Objective 1: In the passage about Kellhus and General Martemus, what words does Martemus live by?

Always it came to this. Always the same delusion.

“So I’m your cause?” Kellhus said incredulously. “I’m the Truth that justifies your fanaticism?”

Achamian could only stare in dread. Plundering the man’s expression, Kellhus watched the inferences splash and trickle through his soul, drawn of their own eight to a single, inexorable conclusion.

Everything… By his own admission, he must yield everything.

Even the Gnosis.

How powerful have you become, Father?

Without warning, Achamian stood and started down the monumental stair. He took each step with weary deliberation, as though counting them. The Shigeki wind tousled his shining black hair. When Kellhus called to him, he said only, “I tire of the heights.”

As Kellhus had known he would.

“See. Appraise. Act.” These are the words General Martemus lives by. The man believes in being clearheaded and practical. He lived his life by it. So his orders to watch Kellhus and gain his confidence appeared easy. He just had to fake a crisis of faith. But Martemus was learning it wasn’t so easy. He had to attend a dozen Imprompta before he was noticed.

Of course, Conphas, who always faulted his executors before his assumptions, had held Martemus responsible. There could be no doubt Kellhus was Cishaurim, because he was connected to Skeaös, who was indubitably Cishaurim. There could be no way the man knew that Martemus was bait, since Conphas had told no one of his plan other than Martemus. There, Martemus had failed, even if Martemus was too obstinate to see this for himself.

But this was merely one of the innumerable petty injustices Conphas had foisted on him over the years. Even if Martemus had cared to take insult, which was unlikely, he was far too busy being afraid.

Martemus now believes Kellhus to be a true prophet. He doesn’t believe this intellectually, being too practical, but the dichotomy of his thoughts has unnerved him. And the more he debated it, the more he questions if he can be loyal to Conphas. If Kellhus is a true prophet, how can he stay loyal to the man plotting against him? This is what scares him.

Martemus ponders his problem as he listens to Kellhus’s first sermon since the butchering in Shigek ended. As he waits, he realizes those around him are avoiding looking at him, frightened by his general uniform. He wants to say something to ease their fears, but can’t think of anything. He feels suddenly lonely.

Kellhus approaches and he wonders what he says. At first, Martemus assumed Kellhus would preach heresy, but he didn’t. He quotes sermons and nothing he says contradicts anything Martemus has heard preached. “It was as though the Prince pursued further truths, the unspoken implication of what all orthodox Inrithi already believed.” Martemus understand why Kellhus is called He-who-sheds-light-within.

His white silk robes shining in the sunlight, Prince Kellhus paused on the ziggurat’s lower steps and looked over the restless masses. There was something glorious about his aspect, as though he’d descended not from the heights but from the heavens. With a flutter of dread Martemus realized he never saw the man ascend the ziggurat, nor even step from the ruin of the ancient godhouse upon its summit. He had just…noticed him.

The General cursed himself for a fool.

Kellhus starts talking about Angeshraël the Burned Prophet and how, in his eagerness to bow down to the god Husyelt, knelt before a fire. Kellhus making a joke about it young men making errors out of eagerness. Husyelt commands Angeshraël to bow despite the fire. And he does, pressing his face into the flames. Martemus has heard the story, but this time he feels it Kellhus continues that they are like Angeshraël and are before the fire.

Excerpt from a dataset
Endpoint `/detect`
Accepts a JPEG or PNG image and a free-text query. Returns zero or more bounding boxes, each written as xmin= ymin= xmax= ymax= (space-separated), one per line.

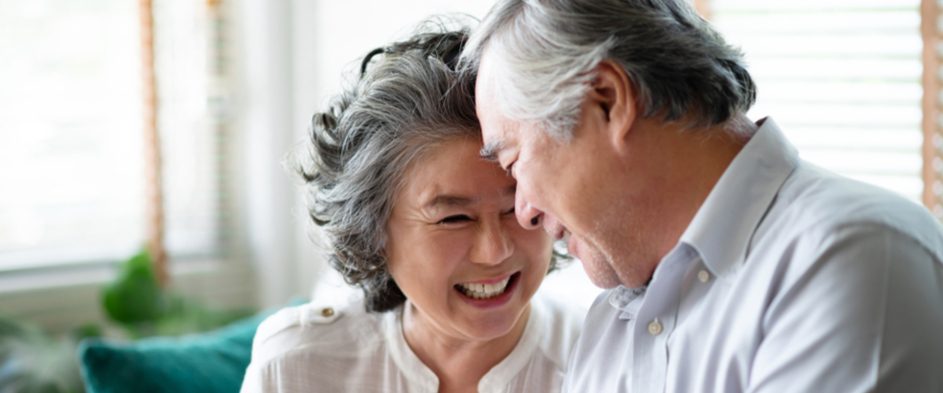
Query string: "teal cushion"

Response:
xmin=78 ymin=302 xmax=297 ymax=393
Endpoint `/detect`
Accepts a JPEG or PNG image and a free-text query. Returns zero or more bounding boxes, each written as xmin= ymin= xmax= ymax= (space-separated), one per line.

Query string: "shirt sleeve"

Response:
xmin=747 ymin=224 xmax=943 ymax=393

Objective 2: Reproduce every one of the records above verbatim, line for line, omitting the pictures from your reply.

Task solution 1: "See. Appraise. Act."

Task solution 2:
Endpoint `/detect`
Accepts a JPEG or PNG image and a free-text query. Returns zero or more bounding boxes, each written as xmin= ymin= xmax= ymax= (space-separated), one per line.

Query string: "teal cushion"

Response:
xmin=78 ymin=302 xmax=297 ymax=393
Endpoint `/detect`
Accepts a JPEG or PNG image and a free-text query. Returns zero or more bounding boxes, each written as xmin= ymin= xmax= ymax= (space-separated), one per line.

Query string: "shirt sleeve"

Response:
xmin=747 ymin=224 xmax=943 ymax=393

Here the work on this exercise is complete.